* [Aim of the exercise]
Could you set down every record below exactly as it appears?

* [Data section]
%%

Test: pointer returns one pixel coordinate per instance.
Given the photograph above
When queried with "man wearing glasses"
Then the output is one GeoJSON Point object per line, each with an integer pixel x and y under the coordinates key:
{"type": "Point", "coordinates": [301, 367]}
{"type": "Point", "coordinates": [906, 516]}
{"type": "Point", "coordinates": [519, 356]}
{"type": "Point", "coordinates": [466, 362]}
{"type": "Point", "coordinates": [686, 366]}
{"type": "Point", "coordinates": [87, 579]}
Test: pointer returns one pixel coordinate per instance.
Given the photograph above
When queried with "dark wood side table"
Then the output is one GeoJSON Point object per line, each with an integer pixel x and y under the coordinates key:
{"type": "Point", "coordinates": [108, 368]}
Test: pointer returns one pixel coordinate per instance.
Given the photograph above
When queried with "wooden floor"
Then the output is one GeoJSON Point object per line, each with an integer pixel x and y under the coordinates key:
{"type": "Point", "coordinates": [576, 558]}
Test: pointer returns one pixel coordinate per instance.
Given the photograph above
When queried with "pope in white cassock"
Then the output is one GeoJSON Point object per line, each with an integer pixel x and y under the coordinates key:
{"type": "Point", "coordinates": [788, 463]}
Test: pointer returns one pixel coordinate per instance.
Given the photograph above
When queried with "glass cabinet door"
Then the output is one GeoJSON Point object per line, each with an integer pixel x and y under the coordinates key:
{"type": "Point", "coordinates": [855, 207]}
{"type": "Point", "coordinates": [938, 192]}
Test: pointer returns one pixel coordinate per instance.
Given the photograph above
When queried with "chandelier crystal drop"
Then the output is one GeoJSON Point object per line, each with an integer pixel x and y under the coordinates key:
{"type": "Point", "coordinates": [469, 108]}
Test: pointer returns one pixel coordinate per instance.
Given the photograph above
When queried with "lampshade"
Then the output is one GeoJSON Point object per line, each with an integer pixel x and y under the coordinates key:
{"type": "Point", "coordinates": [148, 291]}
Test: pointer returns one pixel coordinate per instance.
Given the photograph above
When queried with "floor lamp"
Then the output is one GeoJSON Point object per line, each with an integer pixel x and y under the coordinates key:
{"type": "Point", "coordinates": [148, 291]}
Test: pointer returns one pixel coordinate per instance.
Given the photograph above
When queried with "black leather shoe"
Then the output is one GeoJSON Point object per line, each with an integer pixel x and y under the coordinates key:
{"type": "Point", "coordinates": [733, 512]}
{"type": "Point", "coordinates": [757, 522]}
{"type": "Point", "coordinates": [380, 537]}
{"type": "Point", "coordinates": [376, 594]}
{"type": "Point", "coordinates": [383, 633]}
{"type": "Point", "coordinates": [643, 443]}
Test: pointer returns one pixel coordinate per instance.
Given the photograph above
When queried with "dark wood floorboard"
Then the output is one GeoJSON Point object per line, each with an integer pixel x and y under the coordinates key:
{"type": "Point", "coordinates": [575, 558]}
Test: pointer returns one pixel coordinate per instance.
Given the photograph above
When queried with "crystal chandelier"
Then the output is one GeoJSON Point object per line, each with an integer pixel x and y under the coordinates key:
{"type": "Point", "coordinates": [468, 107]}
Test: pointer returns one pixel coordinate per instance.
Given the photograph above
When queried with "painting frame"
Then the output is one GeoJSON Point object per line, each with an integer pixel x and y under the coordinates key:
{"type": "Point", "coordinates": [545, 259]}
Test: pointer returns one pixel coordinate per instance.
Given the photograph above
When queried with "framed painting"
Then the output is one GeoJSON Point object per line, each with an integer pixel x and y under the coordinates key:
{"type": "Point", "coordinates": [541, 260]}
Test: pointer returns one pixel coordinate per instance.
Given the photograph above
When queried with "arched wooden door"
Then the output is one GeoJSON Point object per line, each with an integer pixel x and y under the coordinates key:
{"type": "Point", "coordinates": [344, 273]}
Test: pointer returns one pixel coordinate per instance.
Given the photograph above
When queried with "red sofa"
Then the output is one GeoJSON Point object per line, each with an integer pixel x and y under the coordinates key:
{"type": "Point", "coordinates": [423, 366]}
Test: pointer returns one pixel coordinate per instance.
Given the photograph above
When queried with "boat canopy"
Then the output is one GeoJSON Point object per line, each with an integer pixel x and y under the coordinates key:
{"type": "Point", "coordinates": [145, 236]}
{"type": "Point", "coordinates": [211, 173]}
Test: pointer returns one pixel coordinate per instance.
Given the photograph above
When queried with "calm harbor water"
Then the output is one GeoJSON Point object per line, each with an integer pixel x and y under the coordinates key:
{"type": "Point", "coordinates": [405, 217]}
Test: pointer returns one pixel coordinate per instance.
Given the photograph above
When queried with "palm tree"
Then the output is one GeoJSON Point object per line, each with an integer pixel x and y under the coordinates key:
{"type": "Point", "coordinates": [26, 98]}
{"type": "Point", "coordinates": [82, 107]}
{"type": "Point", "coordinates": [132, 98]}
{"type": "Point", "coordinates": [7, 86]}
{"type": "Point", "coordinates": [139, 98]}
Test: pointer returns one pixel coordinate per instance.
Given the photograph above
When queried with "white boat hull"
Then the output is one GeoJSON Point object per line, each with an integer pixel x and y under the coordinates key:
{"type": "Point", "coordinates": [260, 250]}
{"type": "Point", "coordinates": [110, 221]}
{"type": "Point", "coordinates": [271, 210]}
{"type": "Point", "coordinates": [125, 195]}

%%

* [Task response]
Test: pointer returns one pixel coordinate per instance.
Given the photograph above
When queried with "man wearing glasses"
Then the output is one GeoJSON Point object per line, each with an integer pixel x and y under the coordinates key:
{"type": "Point", "coordinates": [301, 367]}
{"type": "Point", "coordinates": [906, 516]}
{"type": "Point", "coordinates": [519, 356]}
{"type": "Point", "coordinates": [466, 362]}
{"type": "Point", "coordinates": [686, 366]}
{"type": "Point", "coordinates": [87, 579]}
Test: pointer returns one pixel coordinate per instance.
Given the photograph above
When queried with "dark wood side table"
Then the output is one GeoJSON Point object per line, each with an integer pixel x and y under the coordinates key:
{"type": "Point", "coordinates": [108, 368]}
Test: pointer returns one pixel coordinate per instance.
Given the photograph above
When queried with "wooden floor"
Then the output is one GeoJSON Point object per line, each with an integer pixel x and y under the coordinates key:
{"type": "Point", "coordinates": [576, 558]}
Test: pointer returns one pixel coordinate per instance.
Given the photograph above
When queried with "pope in white cassock"
Then the output is one GeoJSON Point object per line, each with an integer pixel x and y under the coordinates key:
{"type": "Point", "coordinates": [788, 463]}
Test: pointer returns one pixel coordinate per instance.
Given the photograph above
When queried with "glass cabinet door"
Then the output is one GeoJSON Point object per line, each with an integer pixel x and y under the coordinates key:
{"type": "Point", "coordinates": [855, 207]}
{"type": "Point", "coordinates": [938, 192]}
Test: pointer returns one pixel coordinate per instance.
Given the photograph above
When queried with "chandelier crystal drop"
Then the output is one GeoJSON Point object per line, each with an integer pixel x and y under the coordinates key:
{"type": "Point", "coordinates": [469, 108]}
Test: pointer returns one pixel coordinate per instance.
Given the photograph above
When queried with "lampshade"
Then the output is one GeoJSON Point object per line, each with an integer pixel x and y under the coordinates key:
{"type": "Point", "coordinates": [148, 291]}
Test: pointer returns one pixel coordinate per instance.
Given the photograph above
When queried with "floor lamp"
Then the output is one GeoJSON Point object per line, each with an integer pixel x and y under the coordinates key:
{"type": "Point", "coordinates": [148, 291]}
Test: pointer returns one pixel coordinate per instance.
Given the photograph above
When queried with "black leather shoe"
Then the output is one GeoJSON Point object per line, each with an integer pixel x and y under the coordinates key:
{"type": "Point", "coordinates": [733, 512]}
{"type": "Point", "coordinates": [757, 522]}
{"type": "Point", "coordinates": [380, 537]}
{"type": "Point", "coordinates": [376, 594]}
{"type": "Point", "coordinates": [383, 633]}
{"type": "Point", "coordinates": [643, 443]}
Test: pointer returns one pixel coordinate per instance.
Given the photograph above
When queried with "dark wood floorboard"
Then the output is one GeoJSON Point object per line, each with an integer pixel x and y under the coordinates key:
{"type": "Point", "coordinates": [575, 558]}
Test: pointer returns one pixel coordinate per instance.
Given the photograph above
When queried with "crystal chandelier"
Then the output is one GeoJSON Point object per line, each with an integer pixel x and y under the coordinates key:
{"type": "Point", "coordinates": [468, 107]}
Test: pointer returns one pixel coordinate per instance.
Given the photograph above
When queried with "painting frame"
Then the output is one GeoJSON Point object per line, each with an integer pixel x and y under the coordinates key:
{"type": "Point", "coordinates": [545, 259]}
Test: pointer returns one pixel coordinate per instance.
Given the photograph above
When queried with "framed painting"
Then the output is one GeoJSON Point object per line, each with an integer pixel x and y under the coordinates key:
{"type": "Point", "coordinates": [541, 260]}
Test: pointer returns one pixel coordinate per instance.
Given the photograph above
When queried with "arched wooden door"
Then the output is one GeoJSON Point object per line, each with an integer pixel x and y under the coordinates key:
{"type": "Point", "coordinates": [344, 273]}
Test: pointer returns one pixel coordinate per instance.
Given the photograph above
When queried with "red sofa"
Then the output is one GeoJSON Point object per line, each with an integer pixel x and y under the coordinates key:
{"type": "Point", "coordinates": [423, 366]}
Test: pointer returns one pixel coordinate per instance.
Given the photograph above
When queried with "boat canopy"
Then the output is one GeoJSON Point object per line, each with an integer pixel x and y under the coordinates key:
{"type": "Point", "coordinates": [145, 236]}
{"type": "Point", "coordinates": [211, 173]}
Test: pointer returns one pixel coordinate per instance.
Given the photograph above
When queried with "calm harbor water"
Then the output is one GeoJSON Point object per line, each with an integer pixel x and y under the coordinates key:
{"type": "Point", "coordinates": [405, 217]}
Test: pointer returns one pixel coordinate per instance.
Given the photograph above
When queried with "palm tree"
Then the output is one GeoJSON Point object per line, each with an integer pixel x and y under the coordinates key:
{"type": "Point", "coordinates": [26, 98]}
{"type": "Point", "coordinates": [82, 107]}
{"type": "Point", "coordinates": [132, 98]}
{"type": "Point", "coordinates": [7, 86]}
{"type": "Point", "coordinates": [139, 98]}
Test: pointer returns one pixel coordinate per instance.
Given the photograph above
When queried with "white boat hull"
Then the output is one GeoJSON Point object per line, each with an integer pixel x and y under the coordinates key:
{"type": "Point", "coordinates": [260, 250]}
{"type": "Point", "coordinates": [110, 221]}
{"type": "Point", "coordinates": [271, 210]}
{"type": "Point", "coordinates": [125, 195]}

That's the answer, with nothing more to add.